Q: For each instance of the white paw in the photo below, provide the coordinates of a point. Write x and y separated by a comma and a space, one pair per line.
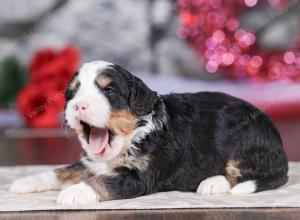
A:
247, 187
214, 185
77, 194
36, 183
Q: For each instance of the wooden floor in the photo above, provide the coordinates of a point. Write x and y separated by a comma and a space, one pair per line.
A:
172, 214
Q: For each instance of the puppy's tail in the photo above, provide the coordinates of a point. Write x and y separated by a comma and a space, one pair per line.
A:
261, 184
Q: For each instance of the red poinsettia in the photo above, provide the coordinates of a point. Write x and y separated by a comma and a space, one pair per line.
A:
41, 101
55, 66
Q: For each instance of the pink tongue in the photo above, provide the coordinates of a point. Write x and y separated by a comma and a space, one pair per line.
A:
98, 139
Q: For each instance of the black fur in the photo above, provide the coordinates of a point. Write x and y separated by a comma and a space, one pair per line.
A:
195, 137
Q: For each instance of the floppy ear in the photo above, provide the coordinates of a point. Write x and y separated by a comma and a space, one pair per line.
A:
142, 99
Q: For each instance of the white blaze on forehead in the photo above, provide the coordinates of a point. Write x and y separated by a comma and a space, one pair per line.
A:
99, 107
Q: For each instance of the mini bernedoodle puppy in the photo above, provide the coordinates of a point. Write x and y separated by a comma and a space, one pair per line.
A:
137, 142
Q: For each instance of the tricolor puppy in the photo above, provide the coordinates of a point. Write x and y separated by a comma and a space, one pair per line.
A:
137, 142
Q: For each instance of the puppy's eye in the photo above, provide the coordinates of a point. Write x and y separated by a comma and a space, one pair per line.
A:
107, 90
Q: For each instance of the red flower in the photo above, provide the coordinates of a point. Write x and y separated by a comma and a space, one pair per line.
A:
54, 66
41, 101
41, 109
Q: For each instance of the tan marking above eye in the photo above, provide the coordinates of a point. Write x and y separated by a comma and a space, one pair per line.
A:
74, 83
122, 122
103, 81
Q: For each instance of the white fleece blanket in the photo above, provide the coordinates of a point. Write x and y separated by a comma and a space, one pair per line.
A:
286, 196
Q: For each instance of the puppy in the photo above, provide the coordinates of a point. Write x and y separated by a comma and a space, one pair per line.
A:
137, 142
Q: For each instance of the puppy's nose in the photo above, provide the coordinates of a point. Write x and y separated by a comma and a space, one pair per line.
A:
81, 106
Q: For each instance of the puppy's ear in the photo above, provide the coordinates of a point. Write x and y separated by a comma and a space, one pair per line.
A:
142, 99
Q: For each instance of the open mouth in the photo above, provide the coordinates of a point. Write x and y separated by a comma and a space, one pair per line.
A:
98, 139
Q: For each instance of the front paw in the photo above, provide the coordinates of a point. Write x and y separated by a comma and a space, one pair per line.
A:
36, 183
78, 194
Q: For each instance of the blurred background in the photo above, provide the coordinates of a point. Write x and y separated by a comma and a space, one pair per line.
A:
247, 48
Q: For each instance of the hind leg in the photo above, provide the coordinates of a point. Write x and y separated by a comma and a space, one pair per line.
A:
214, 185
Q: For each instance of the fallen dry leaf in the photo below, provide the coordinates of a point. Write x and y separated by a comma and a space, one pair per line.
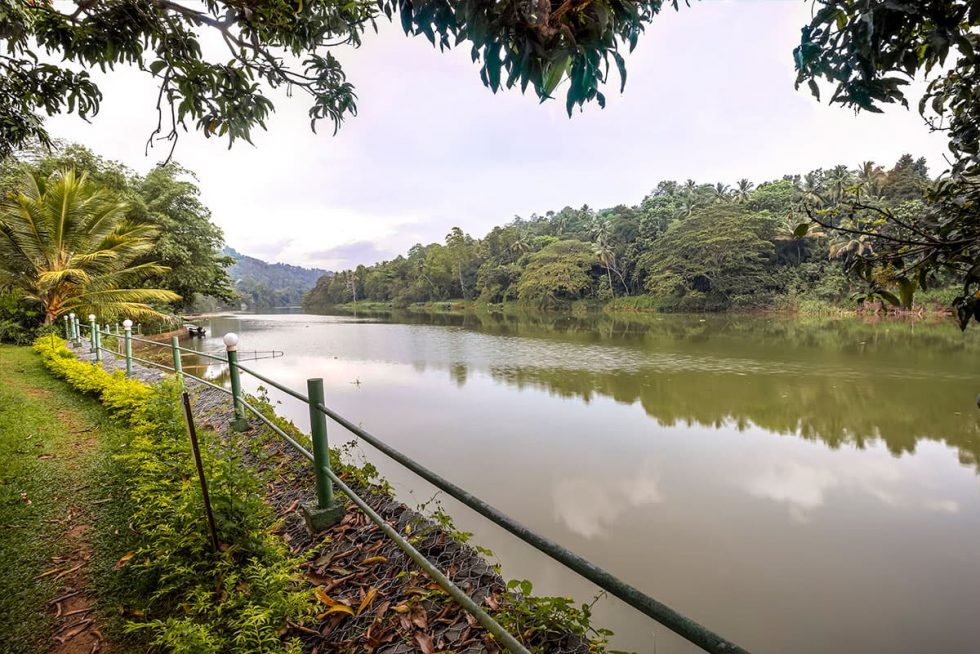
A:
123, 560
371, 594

—————

Problem ▸
A copy of each line above that holds the word "puppy" is the expected answer.

Finished task ▸
Q: For each instance of the puppy's tail in the photo above, provide the coordinates of a point. Write x and y separated by a comma and a space, one pair per line.
Q: For each instance of the mini bernedoodle puppy in the photo above, provide the coordinates of a point. Write x and y separated by a comma and a space, one pair per line.
Q: For each instance of the tricolor puppy in the photo above, provide the coordinates of a point. Write x and y separated by a comma and a space, one pair per line.
Q: For each instance of the puppy's eye in the photo above, provide the coordinates of a point. Write x and y separated by a comma and a space, one pair per line.
Q: For each instance of the puppy in the photo above, provide the coordinates of a point. Write x and y separated by a comma and a space, one pair per line.
Q: For each instance of the puppy's nose in the photo above, provide the coordinates of a point. Write x and y separated by a comma and a space, one pair per line.
Q: For each instance of the puppy's ear in the photo above, provide the coordinates of a point. Write x and y separated by a comma and a space, one pair per line.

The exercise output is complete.